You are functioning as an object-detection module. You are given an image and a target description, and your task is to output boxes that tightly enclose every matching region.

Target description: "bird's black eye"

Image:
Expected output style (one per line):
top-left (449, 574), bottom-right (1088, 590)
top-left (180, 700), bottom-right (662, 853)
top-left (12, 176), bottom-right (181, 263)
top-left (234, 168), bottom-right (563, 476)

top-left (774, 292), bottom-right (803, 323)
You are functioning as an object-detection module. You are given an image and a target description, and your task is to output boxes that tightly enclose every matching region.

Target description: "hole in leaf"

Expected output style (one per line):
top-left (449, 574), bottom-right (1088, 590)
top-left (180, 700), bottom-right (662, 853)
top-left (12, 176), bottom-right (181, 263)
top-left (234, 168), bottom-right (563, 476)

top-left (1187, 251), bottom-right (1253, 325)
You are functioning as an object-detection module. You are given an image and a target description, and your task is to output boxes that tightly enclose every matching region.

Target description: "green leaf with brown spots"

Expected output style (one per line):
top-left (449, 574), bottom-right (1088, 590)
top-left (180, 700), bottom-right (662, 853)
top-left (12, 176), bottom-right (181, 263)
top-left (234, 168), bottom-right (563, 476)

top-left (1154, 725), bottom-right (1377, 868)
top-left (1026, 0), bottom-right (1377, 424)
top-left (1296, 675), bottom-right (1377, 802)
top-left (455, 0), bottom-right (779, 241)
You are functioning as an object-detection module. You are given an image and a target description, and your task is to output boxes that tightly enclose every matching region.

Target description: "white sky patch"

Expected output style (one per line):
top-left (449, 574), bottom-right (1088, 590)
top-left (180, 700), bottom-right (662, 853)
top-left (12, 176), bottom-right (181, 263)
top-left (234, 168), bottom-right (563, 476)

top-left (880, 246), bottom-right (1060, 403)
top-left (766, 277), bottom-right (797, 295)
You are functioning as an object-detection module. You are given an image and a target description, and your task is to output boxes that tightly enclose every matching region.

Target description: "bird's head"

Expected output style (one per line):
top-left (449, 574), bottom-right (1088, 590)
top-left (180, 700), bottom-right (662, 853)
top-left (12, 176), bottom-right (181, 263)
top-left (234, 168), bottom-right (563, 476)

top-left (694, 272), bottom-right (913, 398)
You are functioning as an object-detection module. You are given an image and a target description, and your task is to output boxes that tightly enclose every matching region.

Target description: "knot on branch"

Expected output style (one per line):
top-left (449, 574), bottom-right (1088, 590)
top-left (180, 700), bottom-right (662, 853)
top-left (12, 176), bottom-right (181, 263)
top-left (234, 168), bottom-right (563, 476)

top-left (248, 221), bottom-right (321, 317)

········

**Given task:**
Would you reproduce the material above in full, exactly as given?

**Task output:**
You are functioning as an object-detection module. You are given an image and a target description, and your task is to output boxes that tightly enclose every matching region.

Target description: "bird's black eye"

Image:
Expected output style (one per line):
top-left (449, 574), bottom-right (1088, 590)
top-left (180, 700), bottom-right (662, 853)
top-left (12, 176), bottom-right (181, 263)
top-left (234, 168), bottom-right (563, 476)

top-left (774, 292), bottom-right (803, 323)
You are functioning as an object-detection module. You are given an image and a target description, and your task is to output boxes that tightly enclose every matching region.

Target description: "hole in leaf"

Expected output style (one per line):
top-left (449, 574), bottom-right (1088, 590)
top-left (180, 700), bottom-right (662, 853)
top-left (12, 176), bottom-right (181, 263)
top-left (234, 168), bottom-right (563, 476)

top-left (1187, 251), bottom-right (1253, 325)
You are functioning as an object-detection module. You are given an image and a target description, and your task is to output boxes that tightly enclose every matching region.

Target description: "green leaf with brown spots"

Expected output style (one per line):
top-left (449, 574), bottom-right (1088, 590)
top-left (180, 700), bottom-right (662, 853)
top-left (12, 176), bottom-right (181, 263)
top-left (234, 168), bottom-right (563, 476)

top-left (1154, 725), bottom-right (1377, 868)
top-left (1026, 0), bottom-right (1377, 424)
top-left (1296, 675), bottom-right (1377, 802)
top-left (455, 0), bottom-right (779, 241)
You are functioning as an object-detection module. You are given an image and a target description, and your task is to output boxes that tightly enclose every matching region.

Target description: "white sky patch"

Expected output style (one per line):
top-left (449, 574), bottom-right (1088, 590)
top-left (180, 700), bottom-right (662, 853)
top-left (12, 176), bottom-right (181, 263)
top-left (234, 168), bottom-right (563, 476)

top-left (880, 246), bottom-right (1060, 403)
top-left (766, 277), bottom-right (797, 295)
You are functioning as an object-detection module. You are given an image and a target description, and your task is to output boxes that tightly enclose every matching region.

Target description: "bird's head"

Expected output style (one per line):
top-left (449, 574), bottom-right (1088, 590)
top-left (180, 700), bottom-right (662, 853)
top-left (12, 176), bottom-right (181, 263)
top-left (234, 168), bottom-right (563, 476)

top-left (694, 272), bottom-right (913, 398)
You are functioning as an object-detection module. You are given an image and a target description, and your task is to output boxes that tightly enclose every matching region.

Target description: "knot on branch"

Expected output style (one per line):
top-left (449, 574), bottom-right (1088, 590)
top-left (180, 700), bottom-right (662, 853)
top-left (12, 176), bottom-right (181, 263)
top-left (234, 168), bottom-right (563, 476)

top-left (248, 221), bottom-right (321, 317)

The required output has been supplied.